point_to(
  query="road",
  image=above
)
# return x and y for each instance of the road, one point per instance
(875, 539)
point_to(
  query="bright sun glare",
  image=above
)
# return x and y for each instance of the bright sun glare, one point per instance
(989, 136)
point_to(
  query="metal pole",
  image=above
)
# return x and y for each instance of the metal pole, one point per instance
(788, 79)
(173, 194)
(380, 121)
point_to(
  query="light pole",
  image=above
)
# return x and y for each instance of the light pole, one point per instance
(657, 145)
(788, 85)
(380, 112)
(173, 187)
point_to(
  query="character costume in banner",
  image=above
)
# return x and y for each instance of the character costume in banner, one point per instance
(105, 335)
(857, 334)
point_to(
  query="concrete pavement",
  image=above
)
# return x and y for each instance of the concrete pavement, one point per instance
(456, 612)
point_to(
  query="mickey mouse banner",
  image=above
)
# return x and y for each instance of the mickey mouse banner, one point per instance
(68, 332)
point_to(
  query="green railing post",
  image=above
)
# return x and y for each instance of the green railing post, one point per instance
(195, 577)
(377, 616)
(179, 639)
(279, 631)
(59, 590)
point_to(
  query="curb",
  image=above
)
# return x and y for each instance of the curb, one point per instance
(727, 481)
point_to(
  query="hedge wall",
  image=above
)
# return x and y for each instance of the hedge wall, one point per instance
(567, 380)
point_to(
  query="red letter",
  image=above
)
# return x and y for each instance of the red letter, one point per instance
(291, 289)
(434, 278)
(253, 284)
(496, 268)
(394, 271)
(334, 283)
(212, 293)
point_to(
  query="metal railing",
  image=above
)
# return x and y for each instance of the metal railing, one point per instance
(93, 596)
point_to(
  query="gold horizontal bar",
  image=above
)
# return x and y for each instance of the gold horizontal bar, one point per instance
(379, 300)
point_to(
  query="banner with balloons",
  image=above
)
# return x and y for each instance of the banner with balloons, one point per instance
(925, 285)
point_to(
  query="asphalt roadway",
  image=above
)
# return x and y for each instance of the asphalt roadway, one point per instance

What you need to do ▸ If a line in the records contains the string "asphalt", copy it out.

Task result ▸
  query="asphalt roadway",
# return x and y for each instance of the asphalt roadway, one point per instance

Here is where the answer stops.